Assisti à pré-estreia do Que Horas Ela Volta? de Anna Muylaert no dia 11 de agosto, no auditório do Ibirapuera. A emoção ainda não passou. Dura na retina e no corpo todo.
Há quase quarenta anos quando cheguei pela primeira vez ao Brasil, me alojei num hotel do Flamengo. Um vizinho árabe de Buenos Aires que era muito viajado me trocou uns dólares e me indicou os lugares mais econômicos.
Mesmo querendo logo conhecer a cidade, me recostei para descansar e fui tomado pela voz de uma mãe preta que ninava seu bebê. Não consegui sair do quarto do qual conservo o cheiro e a sensação de umidade. Mal sabia que estava entrando na brasilidade.
Anos atrás escrevi sobre a função-bá que é algo assim como a posição dos terapeutas e cuidadores de pessoas que não aceitam ajuda ou que não se adaptam aos protocolos clínicos tradicionais.
Bá porque mais antigo que babá e significa o mesmo: ama-de-leite, ama-seca, preta velha. Mas no filme de Anna Muylaerte essa bá é muito mais, como no dizer de León Rozitchner (Materialismo ensoñado, Buenos Aires, Tinta Limón Ediciones ) “é o solo nutrício onde o pensar se engendra”.
Anna Muylaert disse naquela noite que o filme tratava da história de três mulheres: Uma que se achava superior, outra que se achava inferior e outra que se achava igual.
A que se achava superior, a patroa, é brilhantemente atuada por Karine Teles.
Mas Jessica (Camila Márdila) efetua a igualdade por conta de uma mutação histórica que produziu a revolução lulista que elevou a dignidade e os direitos dos de baixo. E pelo encanto. Ela olha o mundo com tesão pela vida e junto com Val vão buscar nas raízes do Brasil a força dos afetos, a força da mãe, mas não de qualquer mãe, da mãe pragmática, aquela que verdadeiramente cuida.
O filme não tem um pingo de pieguice nem de emoção barata. A patroa é politicamente correta e diz à empregada que ela é como da família. Ela quer tratar a filha da empregada carinhosamente mas não suporta o encanto e a potência como tantos que não conseguiram engolir as domésticas nos aviões. Mas Jéssica não escapa da tragédia da mulher brasileira.
Mas então se o Brasil tem essas raízes porque o ódio está tão vigente? Pelos séculos de escravidão, pelos crimes não julgados e porque é produzido por contágio, por uma micropolítica fascista baseada na moral. E no dizer de Luiz Fuganti (Escola Nômade de Filosofia) “para a moral a vida é corrupta por que não é capaz de autonomia”.

- - -

▶ CONJUNTO DE TAREFAS
1 > Reescreva o trecho do texto do exercício que vai de "Anos atrás escrevi" até "se achava igual.", substituindo "León Rozitchner" por "o autor".
2 > Segundo o texto do exercício, em que local aconteceu a pré-estreia do filme?

- - -

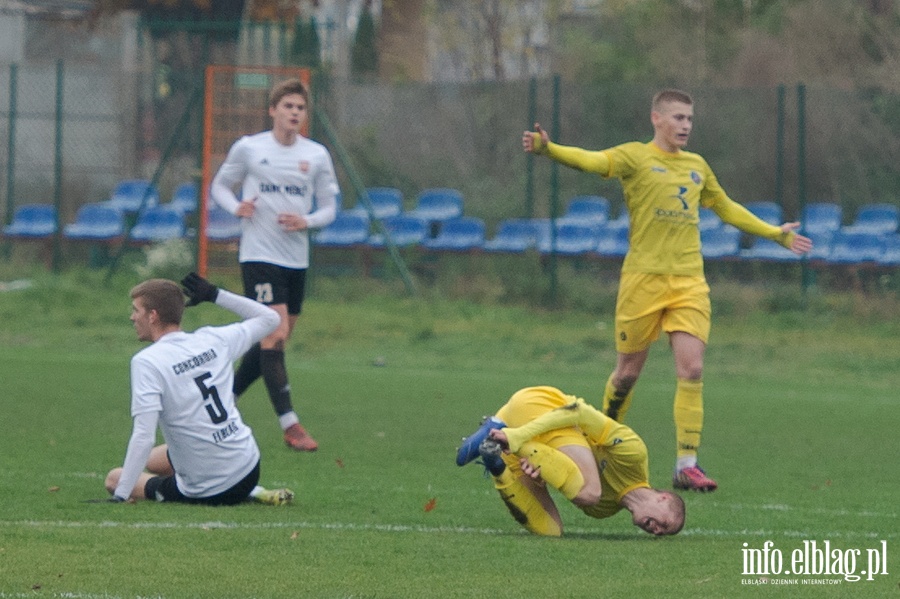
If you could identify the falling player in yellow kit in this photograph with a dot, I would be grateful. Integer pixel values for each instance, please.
(598, 464)
(662, 286)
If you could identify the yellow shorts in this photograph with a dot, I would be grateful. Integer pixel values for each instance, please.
(527, 404)
(650, 303)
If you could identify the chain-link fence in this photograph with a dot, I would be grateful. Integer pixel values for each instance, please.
(71, 132)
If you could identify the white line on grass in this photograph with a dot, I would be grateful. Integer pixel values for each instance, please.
(403, 528)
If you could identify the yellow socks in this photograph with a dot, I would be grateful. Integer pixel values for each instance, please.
(615, 403)
(688, 417)
(525, 507)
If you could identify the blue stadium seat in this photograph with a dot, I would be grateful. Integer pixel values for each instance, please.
(722, 242)
(513, 235)
(403, 230)
(185, 198)
(159, 223)
(820, 217)
(96, 222)
(767, 211)
(890, 255)
(32, 221)
(875, 219)
(822, 241)
(855, 248)
(386, 201)
(129, 195)
(458, 235)
(438, 204)
(587, 210)
(571, 239)
(620, 222)
(222, 226)
(612, 242)
(348, 229)
(708, 220)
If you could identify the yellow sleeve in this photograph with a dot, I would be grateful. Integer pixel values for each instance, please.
(577, 158)
(734, 214)
(579, 414)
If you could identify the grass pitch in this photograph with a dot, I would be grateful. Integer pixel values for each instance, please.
(801, 414)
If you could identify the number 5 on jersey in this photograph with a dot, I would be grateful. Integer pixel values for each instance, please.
(215, 409)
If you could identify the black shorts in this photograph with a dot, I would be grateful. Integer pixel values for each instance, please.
(272, 284)
(164, 488)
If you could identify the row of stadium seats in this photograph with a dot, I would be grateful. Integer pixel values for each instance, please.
(437, 223)
(466, 234)
(98, 222)
(107, 221)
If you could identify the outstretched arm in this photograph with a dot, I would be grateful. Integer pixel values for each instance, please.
(734, 214)
(538, 142)
(259, 319)
(143, 435)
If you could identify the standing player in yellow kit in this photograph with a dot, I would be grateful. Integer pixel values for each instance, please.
(662, 286)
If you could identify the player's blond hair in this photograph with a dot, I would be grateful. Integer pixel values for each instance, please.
(670, 95)
(286, 88)
(161, 295)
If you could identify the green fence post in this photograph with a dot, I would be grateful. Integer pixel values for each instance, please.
(554, 192)
(779, 148)
(11, 152)
(529, 157)
(11, 142)
(57, 163)
(807, 276)
(359, 187)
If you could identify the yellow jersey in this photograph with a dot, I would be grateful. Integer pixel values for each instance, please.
(663, 195)
(620, 453)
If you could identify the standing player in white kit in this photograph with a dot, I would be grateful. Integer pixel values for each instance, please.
(288, 186)
(182, 383)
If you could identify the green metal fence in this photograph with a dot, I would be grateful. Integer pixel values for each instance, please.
(73, 131)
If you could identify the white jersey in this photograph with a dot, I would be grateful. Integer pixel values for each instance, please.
(283, 179)
(187, 379)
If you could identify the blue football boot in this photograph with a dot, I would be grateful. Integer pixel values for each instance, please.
(468, 451)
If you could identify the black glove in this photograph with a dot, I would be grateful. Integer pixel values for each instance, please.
(199, 289)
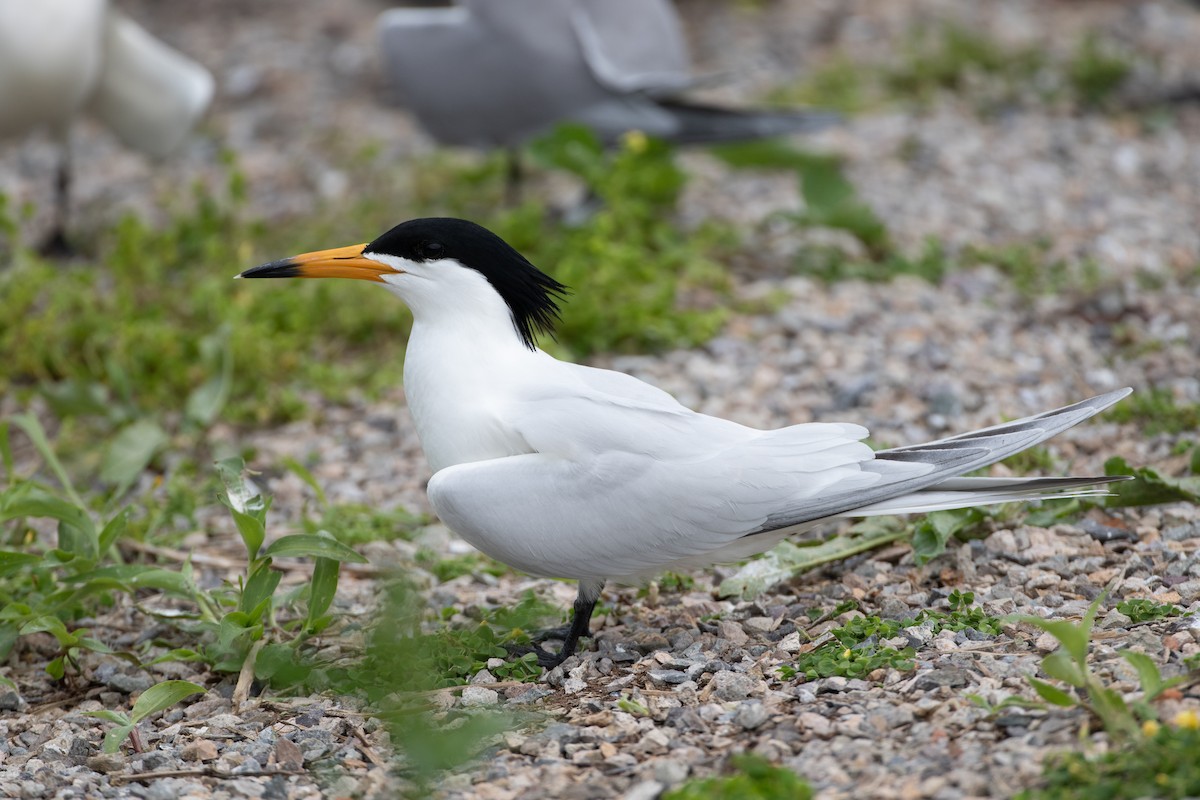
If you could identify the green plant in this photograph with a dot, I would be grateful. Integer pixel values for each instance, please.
(1157, 411)
(1162, 764)
(930, 535)
(1096, 72)
(831, 199)
(853, 651)
(1068, 665)
(1141, 609)
(1031, 270)
(948, 58)
(754, 779)
(840, 84)
(1147, 487)
(628, 253)
(159, 697)
(239, 619)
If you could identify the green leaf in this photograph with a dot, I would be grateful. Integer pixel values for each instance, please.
(33, 428)
(790, 559)
(259, 587)
(1051, 695)
(130, 452)
(207, 401)
(245, 503)
(178, 654)
(931, 534)
(1060, 666)
(312, 546)
(75, 522)
(114, 738)
(115, 717)
(322, 589)
(1149, 487)
(112, 531)
(162, 696)
(1149, 677)
(52, 625)
(131, 577)
(12, 561)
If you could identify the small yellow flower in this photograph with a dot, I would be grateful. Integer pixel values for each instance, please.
(1189, 720)
(635, 142)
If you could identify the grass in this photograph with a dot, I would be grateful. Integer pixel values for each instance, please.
(1157, 411)
(855, 649)
(952, 59)
(751, 777)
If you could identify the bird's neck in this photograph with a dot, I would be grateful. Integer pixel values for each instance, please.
(460, 380)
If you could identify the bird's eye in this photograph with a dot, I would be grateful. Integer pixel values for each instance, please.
(430, 250)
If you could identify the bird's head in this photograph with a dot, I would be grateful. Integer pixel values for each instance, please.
(441, 268)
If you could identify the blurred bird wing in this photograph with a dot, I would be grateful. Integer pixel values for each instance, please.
(633, 44)
(149, 94)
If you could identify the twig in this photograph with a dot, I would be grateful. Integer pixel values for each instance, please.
(366, 747)
(203, 771)
(246, 677)
(225, 563)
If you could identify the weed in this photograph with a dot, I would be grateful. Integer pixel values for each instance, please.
(935, 529)
(1095, 72)
(1147, 487)
(1068, 665)
(829, 198)
(448, 569)
(754, 779)
(1162, 764)
(840, 84)
(1030, 271)
(1156, 411)
(159, 697)
(855, 650)
(949, 58)
(1141, 609)
(1032, 461)
(627, 254)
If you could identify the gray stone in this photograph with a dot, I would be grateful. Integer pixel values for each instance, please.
(733, 685)
(751, 714)
(667, 677)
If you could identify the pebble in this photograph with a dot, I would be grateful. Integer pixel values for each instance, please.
(478, 696)
(733, 686)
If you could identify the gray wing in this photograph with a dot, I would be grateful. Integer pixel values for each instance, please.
(633, 44)
(487, 73)
(947, 459)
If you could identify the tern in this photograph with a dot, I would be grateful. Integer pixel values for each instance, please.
(60, 59)
(571, 471)
(491, 73)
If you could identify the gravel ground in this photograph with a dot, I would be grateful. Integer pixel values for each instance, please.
(910, 360)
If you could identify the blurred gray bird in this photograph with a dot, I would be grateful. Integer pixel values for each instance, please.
(492, 73)
(60, 59)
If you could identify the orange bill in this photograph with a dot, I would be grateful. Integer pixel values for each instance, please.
(337, 263)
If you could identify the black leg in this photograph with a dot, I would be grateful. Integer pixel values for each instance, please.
(513, 175)
(57, 245)
(580, 627)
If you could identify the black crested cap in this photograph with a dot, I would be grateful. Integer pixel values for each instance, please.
(529, 293)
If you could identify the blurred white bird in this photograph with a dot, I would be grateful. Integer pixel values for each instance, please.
(569, 471)
(64, 58)
(492, 73)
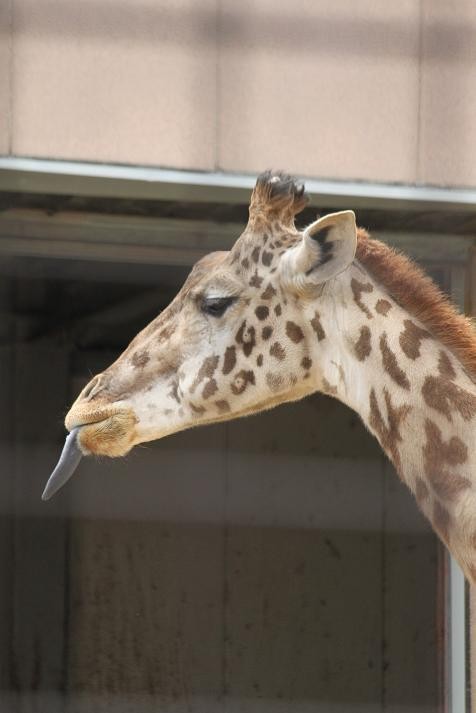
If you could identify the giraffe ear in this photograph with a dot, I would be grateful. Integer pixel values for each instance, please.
(326, 249)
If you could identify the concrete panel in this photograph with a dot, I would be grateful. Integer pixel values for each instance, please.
(448, 94)
(5, 69)
(124, 82)
(319, 90)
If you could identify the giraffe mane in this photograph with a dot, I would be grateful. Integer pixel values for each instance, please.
(417, 293)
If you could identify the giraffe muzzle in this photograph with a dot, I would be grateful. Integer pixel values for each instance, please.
(67, 464)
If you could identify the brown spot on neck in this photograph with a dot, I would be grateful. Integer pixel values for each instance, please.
(440, 458)
(390, 364)
(363, 346)
(383, 307)
(140, 359)
(317, 326)
(416, 292)
(294, 332)
(443, 395)
(388, 432)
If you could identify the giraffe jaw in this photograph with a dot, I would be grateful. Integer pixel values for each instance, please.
(108, 430)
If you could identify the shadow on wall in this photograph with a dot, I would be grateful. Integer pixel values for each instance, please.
(147, 21)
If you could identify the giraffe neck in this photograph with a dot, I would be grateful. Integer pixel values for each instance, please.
(413, 395)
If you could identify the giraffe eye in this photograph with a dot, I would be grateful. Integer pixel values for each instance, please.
(216, 306)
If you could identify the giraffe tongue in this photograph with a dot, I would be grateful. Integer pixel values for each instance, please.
(67, 464)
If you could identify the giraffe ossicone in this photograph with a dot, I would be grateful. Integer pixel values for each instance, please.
(286, 313)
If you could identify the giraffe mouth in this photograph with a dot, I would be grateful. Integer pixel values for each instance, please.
(112, 435)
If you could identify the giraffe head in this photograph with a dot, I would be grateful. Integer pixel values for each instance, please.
(234, 340)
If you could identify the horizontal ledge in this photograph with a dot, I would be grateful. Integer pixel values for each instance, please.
(152, 240)
(144, 183)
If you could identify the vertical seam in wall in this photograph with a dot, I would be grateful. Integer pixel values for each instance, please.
(418, 157)
(218, 27)
(383, 592)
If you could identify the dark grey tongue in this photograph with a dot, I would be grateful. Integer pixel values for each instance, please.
(67, 464)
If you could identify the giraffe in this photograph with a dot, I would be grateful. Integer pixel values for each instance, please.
(286, 313)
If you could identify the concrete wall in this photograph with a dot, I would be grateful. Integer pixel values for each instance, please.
(365, 90)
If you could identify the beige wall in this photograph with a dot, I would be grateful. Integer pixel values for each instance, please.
(373, 91)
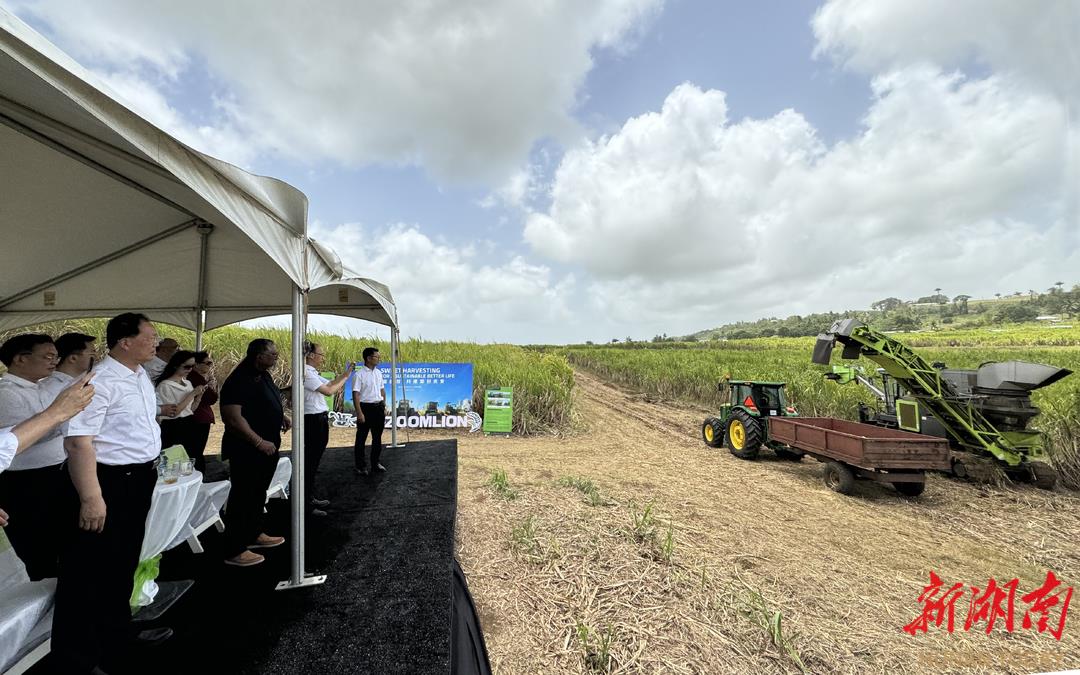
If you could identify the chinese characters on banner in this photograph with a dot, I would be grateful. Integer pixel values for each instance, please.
(430, 395)
(1045, 607)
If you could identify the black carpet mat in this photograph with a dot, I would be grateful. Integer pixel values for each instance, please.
(387, 547)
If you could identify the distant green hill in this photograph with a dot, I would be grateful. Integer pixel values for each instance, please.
(928, 312)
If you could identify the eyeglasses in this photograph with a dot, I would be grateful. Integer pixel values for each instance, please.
(49, 358)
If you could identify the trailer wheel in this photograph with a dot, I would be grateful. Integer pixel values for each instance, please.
(909, 489)
(1042, 475)
(839, 477)
(787, 455)
(712, 432)
(743, 434)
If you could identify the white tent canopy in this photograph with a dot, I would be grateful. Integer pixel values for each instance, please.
(103, 213)
(104, 205)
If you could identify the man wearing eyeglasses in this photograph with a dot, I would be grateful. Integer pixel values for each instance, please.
(163, 352)
(31, 488)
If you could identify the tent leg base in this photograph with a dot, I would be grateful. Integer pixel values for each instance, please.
(309, 580)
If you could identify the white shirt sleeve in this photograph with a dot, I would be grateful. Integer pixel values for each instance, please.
(312, 381)
(9, 445)
(89, 422)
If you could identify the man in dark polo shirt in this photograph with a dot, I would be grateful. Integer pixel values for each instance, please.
(254, 419)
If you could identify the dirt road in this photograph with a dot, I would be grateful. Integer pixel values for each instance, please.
(689, 553)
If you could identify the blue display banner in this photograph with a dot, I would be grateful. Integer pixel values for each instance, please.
(429, 394)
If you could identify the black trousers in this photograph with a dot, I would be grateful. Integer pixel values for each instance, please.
(374, 422)
(36, 501)
(316, 434)
(97, 569)
(251, 472)
(200, 434)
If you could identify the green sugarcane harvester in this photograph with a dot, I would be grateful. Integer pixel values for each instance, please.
(984, 413)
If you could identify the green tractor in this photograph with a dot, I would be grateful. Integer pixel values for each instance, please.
(740, 424)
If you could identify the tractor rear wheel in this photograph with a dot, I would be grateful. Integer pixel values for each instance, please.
(838, 477)
(743, 434)
(712, 432)
(909, 489)
(1043, 475)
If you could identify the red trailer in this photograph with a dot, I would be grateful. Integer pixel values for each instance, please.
(855, 450)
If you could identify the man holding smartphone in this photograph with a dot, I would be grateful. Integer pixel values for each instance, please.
(76, 353)
(112, 447)
(369, 400)
(31, 488)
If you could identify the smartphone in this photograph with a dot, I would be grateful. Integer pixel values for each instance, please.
(91, 367)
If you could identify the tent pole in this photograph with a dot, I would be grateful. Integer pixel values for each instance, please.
(204, 230)
(200, 327)
(393, 388)
(298, 578)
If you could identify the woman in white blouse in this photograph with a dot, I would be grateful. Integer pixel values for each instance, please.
(173, 388)
(316, 429)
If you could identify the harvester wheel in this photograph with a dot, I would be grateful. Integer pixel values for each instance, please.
(1043, 475)
(909, 489)
(743, 434)
(712, 432)
(977, 470)
(839, 477)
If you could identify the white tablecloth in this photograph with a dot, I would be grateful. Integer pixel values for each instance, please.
(170, 510)
(208, 503)
(26, 608)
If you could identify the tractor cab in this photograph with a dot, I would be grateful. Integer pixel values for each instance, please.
(739, 423)
(760, 399)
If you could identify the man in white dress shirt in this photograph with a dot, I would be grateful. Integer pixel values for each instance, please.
(369, 400)
(165, 350)
(31, 488)
(112, 446)
(24, 435)
(76, 353)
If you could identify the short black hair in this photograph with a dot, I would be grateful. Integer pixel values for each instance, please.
(22, 345)
(71, 342)
(258, 346)
(123, 325)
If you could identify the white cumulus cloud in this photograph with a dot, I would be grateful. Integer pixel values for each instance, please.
(462, 88)
(688, 216)
(442, 288)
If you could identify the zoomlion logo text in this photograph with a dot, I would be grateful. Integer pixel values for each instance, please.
(472, 420)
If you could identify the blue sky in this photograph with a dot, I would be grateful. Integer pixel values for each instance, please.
(565, 172)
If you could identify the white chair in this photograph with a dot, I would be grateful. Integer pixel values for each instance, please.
(206, 513)
(282, 475)
(26, 621)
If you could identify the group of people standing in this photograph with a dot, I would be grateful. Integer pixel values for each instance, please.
(82, 441)
(369, 400)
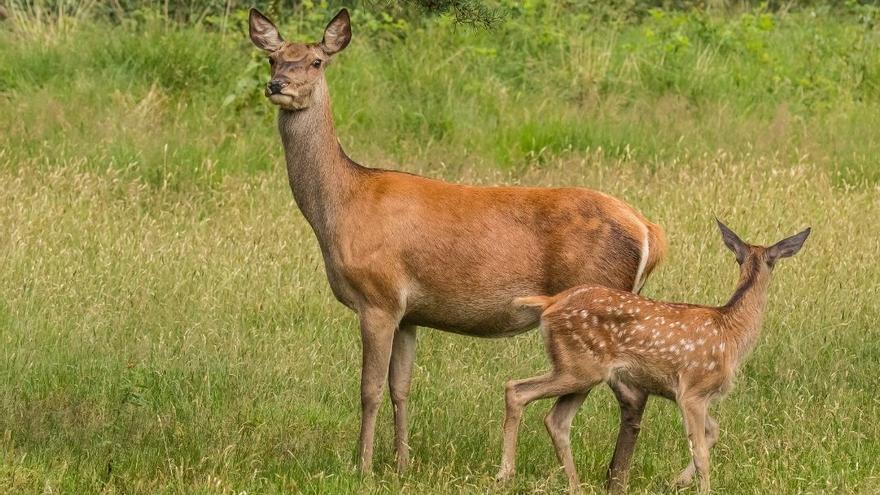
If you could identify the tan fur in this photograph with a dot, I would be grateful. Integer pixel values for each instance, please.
(641, 347)
(403, 250)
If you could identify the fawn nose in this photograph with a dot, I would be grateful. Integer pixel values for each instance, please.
(275, 85)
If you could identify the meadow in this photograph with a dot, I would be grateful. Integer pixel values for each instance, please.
(166, 325)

- - -

▶ CONJUNTO DE RESPOSTAS
1 >
Anos atrás escrevi sobre a função-bá que é algo assim como a posição dos terapeutas e cuidadores de pessoas que não aceitam ajuda ou que não se adaptam aos protocolos clínicos tradicionais.
Bá porque mais antigo que babá e significa o mesmo: ama-de-leite, ama-seca, preta velha. Mas no filme de Anna Muylaerte essa bá é muito mais, como no dizer de o autor (Materialismo ensoñado, Buenos Aires, Tinta Limón Ediciones ) “é o solo nutrício onde o pensar se engendra”.
Anna Muylaert disse naquela noite que o filme tratava da história de três mulheres: Uma que se achava superior, outra que se achava inferior e outra que se achava igual.

2 > No auditório do Ibirapuera.